## What the task requires:
Rewrite the data below, replacing "A note to the class" with "A note to the group" and leaving everything else unchanged.

== Source data ==

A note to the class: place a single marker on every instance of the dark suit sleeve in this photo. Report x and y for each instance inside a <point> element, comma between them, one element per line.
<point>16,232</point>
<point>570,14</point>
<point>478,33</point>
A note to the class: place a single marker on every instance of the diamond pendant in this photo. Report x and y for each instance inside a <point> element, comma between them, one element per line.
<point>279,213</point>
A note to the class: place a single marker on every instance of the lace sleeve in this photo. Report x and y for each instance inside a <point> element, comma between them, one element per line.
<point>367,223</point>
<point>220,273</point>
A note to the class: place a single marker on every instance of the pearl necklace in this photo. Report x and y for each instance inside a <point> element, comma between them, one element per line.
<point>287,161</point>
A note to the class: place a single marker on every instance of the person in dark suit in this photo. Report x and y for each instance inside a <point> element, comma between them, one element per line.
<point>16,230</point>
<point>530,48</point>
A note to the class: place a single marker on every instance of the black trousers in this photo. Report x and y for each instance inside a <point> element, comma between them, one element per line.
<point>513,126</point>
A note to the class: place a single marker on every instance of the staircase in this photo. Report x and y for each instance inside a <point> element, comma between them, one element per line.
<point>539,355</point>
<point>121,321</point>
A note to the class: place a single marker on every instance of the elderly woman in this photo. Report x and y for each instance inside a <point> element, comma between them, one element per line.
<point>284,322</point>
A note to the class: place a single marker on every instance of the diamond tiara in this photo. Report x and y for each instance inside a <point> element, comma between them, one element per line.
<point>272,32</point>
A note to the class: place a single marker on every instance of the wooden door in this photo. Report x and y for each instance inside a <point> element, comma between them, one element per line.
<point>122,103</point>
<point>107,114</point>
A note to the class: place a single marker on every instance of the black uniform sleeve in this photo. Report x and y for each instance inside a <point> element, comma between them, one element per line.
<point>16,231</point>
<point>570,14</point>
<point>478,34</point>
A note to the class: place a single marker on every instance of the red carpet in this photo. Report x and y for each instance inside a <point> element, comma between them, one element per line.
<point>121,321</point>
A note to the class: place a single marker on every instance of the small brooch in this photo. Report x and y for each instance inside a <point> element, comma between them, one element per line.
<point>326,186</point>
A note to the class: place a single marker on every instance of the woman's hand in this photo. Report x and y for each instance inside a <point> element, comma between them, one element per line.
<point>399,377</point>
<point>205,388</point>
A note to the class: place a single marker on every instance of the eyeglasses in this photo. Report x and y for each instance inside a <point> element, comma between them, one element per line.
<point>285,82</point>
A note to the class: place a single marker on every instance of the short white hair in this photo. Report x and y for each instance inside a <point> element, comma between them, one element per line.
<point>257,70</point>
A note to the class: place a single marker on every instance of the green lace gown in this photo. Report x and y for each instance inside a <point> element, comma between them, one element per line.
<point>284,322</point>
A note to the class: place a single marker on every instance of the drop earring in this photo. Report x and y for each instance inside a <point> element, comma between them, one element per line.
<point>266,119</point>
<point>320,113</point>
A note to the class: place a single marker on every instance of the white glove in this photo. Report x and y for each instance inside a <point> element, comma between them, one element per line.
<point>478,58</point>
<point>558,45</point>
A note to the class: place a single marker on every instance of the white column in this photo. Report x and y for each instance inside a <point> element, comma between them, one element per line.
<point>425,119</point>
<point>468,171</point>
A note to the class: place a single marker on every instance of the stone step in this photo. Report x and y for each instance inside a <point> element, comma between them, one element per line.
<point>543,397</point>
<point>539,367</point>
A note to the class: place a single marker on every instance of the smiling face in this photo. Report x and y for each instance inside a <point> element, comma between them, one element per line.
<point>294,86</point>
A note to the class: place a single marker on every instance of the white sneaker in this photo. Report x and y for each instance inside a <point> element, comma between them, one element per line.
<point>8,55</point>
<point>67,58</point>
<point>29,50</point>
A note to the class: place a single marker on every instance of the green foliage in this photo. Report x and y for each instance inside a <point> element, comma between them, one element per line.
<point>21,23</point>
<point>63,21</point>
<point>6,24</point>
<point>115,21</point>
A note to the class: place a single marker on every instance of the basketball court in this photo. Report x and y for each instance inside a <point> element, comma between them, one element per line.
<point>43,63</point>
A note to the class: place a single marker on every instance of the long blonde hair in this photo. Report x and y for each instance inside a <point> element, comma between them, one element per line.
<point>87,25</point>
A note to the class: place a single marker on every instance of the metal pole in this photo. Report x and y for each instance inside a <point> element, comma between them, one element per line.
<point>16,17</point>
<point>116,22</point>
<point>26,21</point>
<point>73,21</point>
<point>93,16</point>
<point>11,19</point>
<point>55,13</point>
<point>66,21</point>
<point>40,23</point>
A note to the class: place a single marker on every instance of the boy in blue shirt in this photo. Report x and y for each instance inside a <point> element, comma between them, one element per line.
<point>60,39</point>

===

## Solution for this task:
A note to the group: place a single marker on every instance of the dark suit sleeve in this photo. Report x and y for each instance inside a <point> element, comma between them, one element per line.
<point>16,232</point>
<point>570,14</point>
<point>478,33</point>
A note to the group: place a single marker on every instance of the diamond pendant in this photo. Report x and y for each instance inside a <point> element, comma between them, one element per line.
<point>279,213</point>
A note to the group: place a single marker on every instance of the lace sleeve in this photo. Report x and y for each instance inside a <point> element, comma between them, one element per line.
<point>367,223</point>
<point>220,273</point>
A note to the group: place a single marker on every instance of the pearl necklace in this photo. Report x and y for each instance inside a <point> element, comma between them, one element per line.
<point>287,161</point>
A note to the group: place a single marker on every instance of the person in dark suit in this photo. Report x and y for each instance inside a <point> element, comma between them, one element per line.
<point>16,230</point>
<point>530,48</point>
A note to the group: place a single marker on every instance of the black trousers in this photo. Report x and y for each instance inside a <point> element, comma between them, one element per line.
<point>513,126</point>
A note to the group: place a single marker on every instance of the staircase in this photo. Report x and y for each instance inside a <point> element, comma between them, one element per line.
<point>539,355</point>
<point>121,321</point>
A note to the group: place a single marker on every instance of the elderly woman in this photo. Report x and y for each instance inside a <point> element, comma between them, one element per line.
<point>284,322</point>
A note to the group: place a single marker on every instance of the diamond tiara in this photo. Report x and y for each instance inside a <point> element, comma between them, one element per line.
<point>272,32</point>
A note to the group: place a single marker on every instance of the wooden door in this photo. Report x and y for each instance inside a <point> element, comma between them, one element per line.
<point>122,103</point>
<point>107,114</point>
A note to the group: place a single marker on every instance of the black uniform sleeve in this photo. Report x and y for each instance inside a <point> element, comma between them, one element per line.
<point>16,231</point>
<point>570,14</point>
<point>478,34</point>
A note to the group: place a single marker on every instance of the red carpet in this photo. Report x and y for each instance inside a <point> element, comma between them, one element per line.
<point>121,321</point>
A note to the group: place a single marker on every instance of the small brooch in this photo. Report x and y for each instance inside a <point> element, comma between them, one element per line.
<point>326,186</point>
A note to the group: place a single marker on every instance of the woman's hand in this photo. Report x and y for each instance inside a <point> element, comma between them, one element per line.
<point>399,377</point>
<point>205,388</point>
A note to the group: place a single marker on every instance of the eyeglasses in this photo. Report x and y for each instance inside a <point> element, comma between them, one element per line.
<point>285,82</point>
A note to the group: place a single marker on every instance of the short white hair in this photo. Report x and y for each instance inside a <point> element, comma between them, one element per line.
<point>257,70</point>
A note to the group: place a single marker on every instance of the green lace gown in this photo. Report x and y for each instance inside a <point> element, comma between them, one element per line.
<point>284,322</point>
A note to the group: place a single marker on every instance of the drop earring in this photo. Report x and y for each instance inside a <point> element, comma between them, one element per line.
<point>266,119</point>
<point>320,113</point>
A note to the group: place a single marker on every instance of the white glove in this photo. Report x and y for each instance inside a <point> element, comma between them, one element per line.
<point>478,58</point>
<point>558,45</point>
A note to the group: place a single marker on every instance of the white column in this photo. Report x and y for each instance inside a <point> element, comma between them, one element per line.
<point>425,119</point>
<point>468,171</point>
A note to the group: place a single marker on every instance of the stone step in this photo. Report x and y for each instance inside a <point> element, comma between them, one element per line.
<point>543,397</point>
<point>539,367</point>
A note to the group: place a single marker on every instance of the smiling face in this photo. Report x and y for each instance inside a <point> element, comma between them, one element per line.
<point>294,86</point>
A note to the group: place a single marker on every instance of the white sneaker in this photo. Report x and y for each instance inside a <point> element, comma between them, one element per line.
<point>8,55</point>
<point>67,58</point>
<point>29,50</point>
A note to the group: place a single marker on every instance of the green foliage in this photo. Report x and y for each instance inside a <point> element, comma between them, one element per line.
<point>21,23</point>
<point>63,21</point>
<point>6,24</point>
<point>115,21</point>
A note to the group: place a single marker on every instance of the basketball court in this photo. Report x and y for each instance inside a <point> element, comma between them, one element per line.
<point>43,63</point>
A note to the group: place a single marker on every instance of the long blonde hair in this photo. Report x and y for each instance inside a <point> element, comma between them, one element per line.
<point>87,25</point>
A note to the group: place a single marker on every instance of the metal pole in this photo. Report x and y for each instance inside a <point> element, comma between them, one element per line.
<point>16,17</point>
<point>116,22</point>
<point>26,21</point>
<point>73,21</point>
<point>93,16</point>
<point>11,19</point>
<point>55,13</point>
<point>66,21</point>
<point>40,23</point>
A note to the group: place a single marker on every instance of the boy in blue shirt in this photo. Report x and y for each instance inside a <point> element, comma between them, one element per line.
<point>60,39</point>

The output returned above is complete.